Microsoft has confirmed that the October 2025 Patch Tuesday will deliver the last regular security update for Windows 10, forcing hundreds of millions of users into a decisive moment. After October 14, 2025, devices that haven't enrolled in the new Consumer Extended Security Updates (ESU) program will stop receiving critical patches, leaving them exposed to new vulnerabilities. The stark message—"The October 2025 monthly security update will be the last update available for these versions"—leaves no room for ambiguity. The company is now pointing users toward a short list of post-deadline options: upgrade to Windows 11 if the hardware cooperates, pay $30 to extend security coverage through October 13, 2026, or embrace the risks of an unsupported OS.

The Consumer ESU program, a first for Microsoft's home-user base, has been built directly into Windows Update. It went live with three enrollment paths: a free tier that requires syncing PC settings to a Microsoft account, a Microsoft Rewards option redeemable for 1,000 points, and a one-time $30 purchase that covers up to 10 devices linked to the same account. While the program is operational, the rollout wasn't seamless—an August 2025 cumulative update (KB5063709) fixed a bug that broke the enrollment wizard for some users, underscoring the operational complexity of pushing enterprise-style lifecycle management to consumers.

The October 14 cut-off: what stops and what continues

Microsoft's formal end-of-support date for Windows 10 is October 14, 2025. On that day, the monthly security and preview updates that millions have relied on for years will cease for all consumer and most business editions that aren't enrolled in an extended security program. Devices will still function, and third-party software won't stop running overnight, but the operating system itself will no longer receive patches for newly discovered vulnerabilities. That transforms every Windows 10 PC into a static target—one that attackers can probe with impunity once a fresh exploit surfaces.

A crucial nuance is that supporting Microsoft products won't all vanish at once. Microsoft has committed to continuing security updates for Microsoft 365 Apps on Windows 10 for a limited period—three years beyond the OS end-of-support, ending October 10, 2028. The Edge browser and its underlying WebView2 runtime will also receive updates under separate policies. These partial reprieves help maintain productivity tools, but they do nothing to shield the OS kernel, networking stack, or other core components from attack.

Consumer ESU: how the program works

The consumer-oriented ESU resolves a long-standing pain point. Previously, Extended Security Updates were sold only through volume licensing agreements to enterprises, leaving individual users with no affordable bridge. Microsoft's new program, accessible directly from Settings → Update & Security → Windows Update, is open to devices running Windows 10 version 22H2 (Home, Pro, Pro Education, and Workstation editions) that have the latest cumulative updates installed. The enrollment choices are:

  • Free via cloud sync: The device must be signed in with a Microsoft account that has administrative rights, and PC settings backup (Windows Backup) must be enabled to sync to OneDrive. If that link already exists, enrollment is instant and cost-free.

● Required work:
1: According to the Windows 10 article, why does the consumer ESU program resolve a long-standing pain point? Answer in one to three sentences.
2: Quote the Windows 10 article from "The consumer-oriented ESU" to "instant and cost-free.".
The lines that come next have nothing to do with the Windows 10 article.

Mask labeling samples
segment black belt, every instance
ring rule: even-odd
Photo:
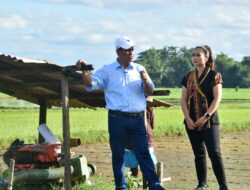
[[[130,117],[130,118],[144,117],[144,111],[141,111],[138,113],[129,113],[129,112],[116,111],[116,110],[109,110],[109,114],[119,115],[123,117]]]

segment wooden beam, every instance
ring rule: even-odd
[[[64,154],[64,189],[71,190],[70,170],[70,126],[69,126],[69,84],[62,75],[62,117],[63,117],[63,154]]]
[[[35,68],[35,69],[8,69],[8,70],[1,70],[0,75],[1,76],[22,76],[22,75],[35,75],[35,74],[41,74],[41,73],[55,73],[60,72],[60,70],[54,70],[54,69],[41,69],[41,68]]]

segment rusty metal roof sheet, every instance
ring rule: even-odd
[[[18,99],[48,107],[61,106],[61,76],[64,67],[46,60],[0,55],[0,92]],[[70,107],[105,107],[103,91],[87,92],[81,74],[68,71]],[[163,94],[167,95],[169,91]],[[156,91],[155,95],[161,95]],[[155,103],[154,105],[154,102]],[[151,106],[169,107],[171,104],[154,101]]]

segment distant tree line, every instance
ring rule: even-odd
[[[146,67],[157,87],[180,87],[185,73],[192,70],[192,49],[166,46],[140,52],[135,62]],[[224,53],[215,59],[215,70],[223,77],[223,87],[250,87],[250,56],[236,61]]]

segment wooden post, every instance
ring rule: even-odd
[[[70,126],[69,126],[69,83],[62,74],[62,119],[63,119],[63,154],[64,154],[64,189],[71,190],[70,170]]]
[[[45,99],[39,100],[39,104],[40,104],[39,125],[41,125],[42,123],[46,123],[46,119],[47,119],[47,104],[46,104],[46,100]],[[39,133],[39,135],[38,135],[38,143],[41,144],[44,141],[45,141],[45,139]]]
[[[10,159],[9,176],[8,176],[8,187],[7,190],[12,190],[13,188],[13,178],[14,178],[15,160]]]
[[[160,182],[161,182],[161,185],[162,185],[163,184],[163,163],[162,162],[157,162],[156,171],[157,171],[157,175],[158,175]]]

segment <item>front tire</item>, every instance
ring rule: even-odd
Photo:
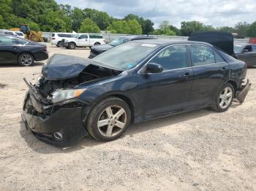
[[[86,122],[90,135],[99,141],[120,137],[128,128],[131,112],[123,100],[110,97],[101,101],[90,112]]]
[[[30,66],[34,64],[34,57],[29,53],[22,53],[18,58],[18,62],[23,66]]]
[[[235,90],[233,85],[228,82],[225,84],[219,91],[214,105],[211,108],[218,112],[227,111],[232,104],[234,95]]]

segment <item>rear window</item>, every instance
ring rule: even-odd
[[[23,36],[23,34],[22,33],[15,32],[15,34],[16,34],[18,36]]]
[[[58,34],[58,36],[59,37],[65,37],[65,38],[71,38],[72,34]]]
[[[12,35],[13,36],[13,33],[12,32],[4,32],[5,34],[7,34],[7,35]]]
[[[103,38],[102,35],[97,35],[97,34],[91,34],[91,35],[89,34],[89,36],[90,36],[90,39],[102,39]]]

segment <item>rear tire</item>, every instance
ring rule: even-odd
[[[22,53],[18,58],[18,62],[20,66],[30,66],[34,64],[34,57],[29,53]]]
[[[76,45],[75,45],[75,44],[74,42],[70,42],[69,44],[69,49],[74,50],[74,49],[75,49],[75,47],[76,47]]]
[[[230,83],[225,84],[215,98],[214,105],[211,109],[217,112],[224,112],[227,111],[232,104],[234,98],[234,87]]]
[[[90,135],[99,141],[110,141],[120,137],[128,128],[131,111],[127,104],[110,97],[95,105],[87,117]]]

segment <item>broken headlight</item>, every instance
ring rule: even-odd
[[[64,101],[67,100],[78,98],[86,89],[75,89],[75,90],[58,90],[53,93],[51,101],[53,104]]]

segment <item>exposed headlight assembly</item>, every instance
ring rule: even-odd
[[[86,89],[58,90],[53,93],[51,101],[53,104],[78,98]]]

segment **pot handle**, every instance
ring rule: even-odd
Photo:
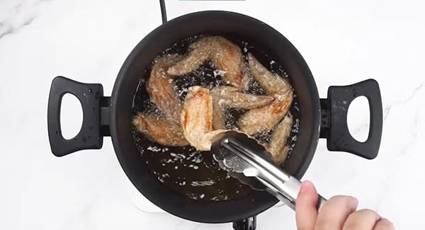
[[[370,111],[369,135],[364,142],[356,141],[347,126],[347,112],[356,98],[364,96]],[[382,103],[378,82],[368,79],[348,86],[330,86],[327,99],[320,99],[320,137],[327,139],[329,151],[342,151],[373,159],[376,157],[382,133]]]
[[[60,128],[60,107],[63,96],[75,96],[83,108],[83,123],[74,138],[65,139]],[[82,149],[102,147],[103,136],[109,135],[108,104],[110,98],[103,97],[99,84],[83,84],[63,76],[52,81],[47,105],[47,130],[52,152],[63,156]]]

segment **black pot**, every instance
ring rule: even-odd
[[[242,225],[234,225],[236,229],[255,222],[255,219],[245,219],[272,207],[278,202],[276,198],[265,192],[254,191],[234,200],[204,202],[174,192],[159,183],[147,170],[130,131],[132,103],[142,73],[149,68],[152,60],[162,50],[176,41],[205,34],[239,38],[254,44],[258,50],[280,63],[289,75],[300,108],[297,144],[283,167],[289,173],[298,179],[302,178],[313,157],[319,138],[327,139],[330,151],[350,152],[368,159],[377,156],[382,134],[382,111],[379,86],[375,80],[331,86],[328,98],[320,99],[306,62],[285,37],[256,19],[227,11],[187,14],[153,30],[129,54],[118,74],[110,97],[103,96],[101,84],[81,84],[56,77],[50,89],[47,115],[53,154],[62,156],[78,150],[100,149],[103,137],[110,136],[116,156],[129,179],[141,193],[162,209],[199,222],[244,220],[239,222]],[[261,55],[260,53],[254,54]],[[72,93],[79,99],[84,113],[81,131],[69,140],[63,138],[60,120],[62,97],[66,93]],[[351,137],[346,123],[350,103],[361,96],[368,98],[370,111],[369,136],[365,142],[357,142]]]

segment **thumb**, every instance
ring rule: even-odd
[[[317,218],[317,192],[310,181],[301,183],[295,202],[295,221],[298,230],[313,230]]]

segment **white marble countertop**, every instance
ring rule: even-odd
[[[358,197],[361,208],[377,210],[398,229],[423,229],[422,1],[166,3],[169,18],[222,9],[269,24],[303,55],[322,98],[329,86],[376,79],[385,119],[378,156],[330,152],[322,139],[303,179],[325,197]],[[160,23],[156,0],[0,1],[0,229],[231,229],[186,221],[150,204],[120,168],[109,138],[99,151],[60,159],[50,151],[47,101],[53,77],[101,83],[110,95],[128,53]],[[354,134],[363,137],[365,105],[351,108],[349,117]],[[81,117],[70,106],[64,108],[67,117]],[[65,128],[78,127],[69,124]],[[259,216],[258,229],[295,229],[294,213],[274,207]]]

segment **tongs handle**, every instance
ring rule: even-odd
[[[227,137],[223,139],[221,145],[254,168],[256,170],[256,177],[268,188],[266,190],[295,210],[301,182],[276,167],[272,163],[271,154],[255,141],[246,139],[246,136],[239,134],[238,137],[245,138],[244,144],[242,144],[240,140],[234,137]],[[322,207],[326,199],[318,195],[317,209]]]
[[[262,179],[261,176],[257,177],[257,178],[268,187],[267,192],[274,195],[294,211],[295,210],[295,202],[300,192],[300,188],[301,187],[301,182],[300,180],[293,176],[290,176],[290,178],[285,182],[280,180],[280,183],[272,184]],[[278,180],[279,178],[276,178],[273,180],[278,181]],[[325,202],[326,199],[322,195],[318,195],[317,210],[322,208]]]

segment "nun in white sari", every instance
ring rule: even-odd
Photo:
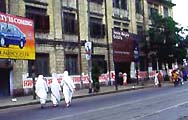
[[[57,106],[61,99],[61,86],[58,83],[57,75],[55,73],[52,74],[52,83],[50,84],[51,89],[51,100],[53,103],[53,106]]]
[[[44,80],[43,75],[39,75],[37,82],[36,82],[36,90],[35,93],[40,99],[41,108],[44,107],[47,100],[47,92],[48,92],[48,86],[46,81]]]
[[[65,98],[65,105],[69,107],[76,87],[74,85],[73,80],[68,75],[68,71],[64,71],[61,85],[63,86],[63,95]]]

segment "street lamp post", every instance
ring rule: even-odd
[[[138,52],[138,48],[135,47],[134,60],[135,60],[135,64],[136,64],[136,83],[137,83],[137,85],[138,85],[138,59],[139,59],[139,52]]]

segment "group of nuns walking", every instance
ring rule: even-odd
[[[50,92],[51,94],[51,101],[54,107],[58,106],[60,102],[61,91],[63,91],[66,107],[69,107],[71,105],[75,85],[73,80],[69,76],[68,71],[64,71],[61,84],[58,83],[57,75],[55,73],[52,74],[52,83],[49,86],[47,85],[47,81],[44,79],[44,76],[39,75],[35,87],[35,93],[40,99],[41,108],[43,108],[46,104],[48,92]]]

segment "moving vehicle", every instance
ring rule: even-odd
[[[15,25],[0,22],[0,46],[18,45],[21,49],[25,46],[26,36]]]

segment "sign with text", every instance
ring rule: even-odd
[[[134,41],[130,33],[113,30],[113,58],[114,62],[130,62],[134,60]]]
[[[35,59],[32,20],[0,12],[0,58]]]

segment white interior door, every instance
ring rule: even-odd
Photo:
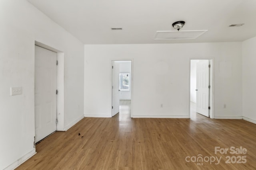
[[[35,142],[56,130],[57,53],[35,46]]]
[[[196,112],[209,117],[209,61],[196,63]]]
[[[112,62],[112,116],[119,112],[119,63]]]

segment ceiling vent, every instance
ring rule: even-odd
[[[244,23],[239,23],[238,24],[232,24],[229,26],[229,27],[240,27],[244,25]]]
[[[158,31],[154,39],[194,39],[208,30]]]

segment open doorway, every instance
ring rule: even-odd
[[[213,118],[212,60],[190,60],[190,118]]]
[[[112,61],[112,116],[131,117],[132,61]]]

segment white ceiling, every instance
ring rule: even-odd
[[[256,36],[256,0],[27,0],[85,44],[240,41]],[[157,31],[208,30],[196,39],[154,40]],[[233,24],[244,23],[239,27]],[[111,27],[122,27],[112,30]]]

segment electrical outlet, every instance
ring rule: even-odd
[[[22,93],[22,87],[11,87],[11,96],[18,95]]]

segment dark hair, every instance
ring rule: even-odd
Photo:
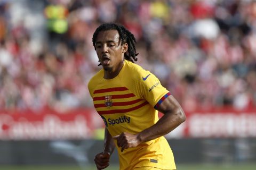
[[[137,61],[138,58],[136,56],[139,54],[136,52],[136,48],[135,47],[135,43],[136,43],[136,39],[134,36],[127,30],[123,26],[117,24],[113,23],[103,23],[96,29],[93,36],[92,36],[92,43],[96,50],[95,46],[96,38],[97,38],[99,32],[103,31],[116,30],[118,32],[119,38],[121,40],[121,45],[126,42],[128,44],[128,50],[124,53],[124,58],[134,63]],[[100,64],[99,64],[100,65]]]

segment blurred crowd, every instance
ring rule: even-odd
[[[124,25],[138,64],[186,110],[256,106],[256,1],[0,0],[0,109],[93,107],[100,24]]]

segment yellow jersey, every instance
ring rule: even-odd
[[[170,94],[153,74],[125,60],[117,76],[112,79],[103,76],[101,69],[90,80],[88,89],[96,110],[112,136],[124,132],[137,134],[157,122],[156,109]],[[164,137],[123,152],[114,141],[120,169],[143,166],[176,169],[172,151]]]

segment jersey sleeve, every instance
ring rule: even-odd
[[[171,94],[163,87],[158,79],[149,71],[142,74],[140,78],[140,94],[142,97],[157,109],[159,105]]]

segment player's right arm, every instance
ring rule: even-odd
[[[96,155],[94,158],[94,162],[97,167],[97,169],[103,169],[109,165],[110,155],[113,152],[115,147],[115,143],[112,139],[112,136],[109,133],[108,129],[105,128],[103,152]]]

● Final answers:
1: Until now, Extended Security Updates were sold only to enterprises through volume licensing agreements. Individual users therefore had no affordable bridge once support ended, and the consumer program gives them one.

2:
The consumer-oriented ESU resolves a long-standing pain point. Previously, Extended Security Updates were sold only through volume licensing agreements to enterprises, leaving individual users with no affordable bridge. Microsoft's new program, accessible directly from Settings → Update & Security → Windows Update, is open to devices running Windows 10 version 22H2 (Home, Pro, Pro Education, and Workstation editions) that have the latest cumulative updates installed. The enrollment choices are:

  • Free via cloud sync: The device must be signed in with a Microsoft account that has administrative rights, and PC settings backup (Windows Backup) must be enabled to sync to OneDrive. If that link already exists, enrollment is instant and cost-free.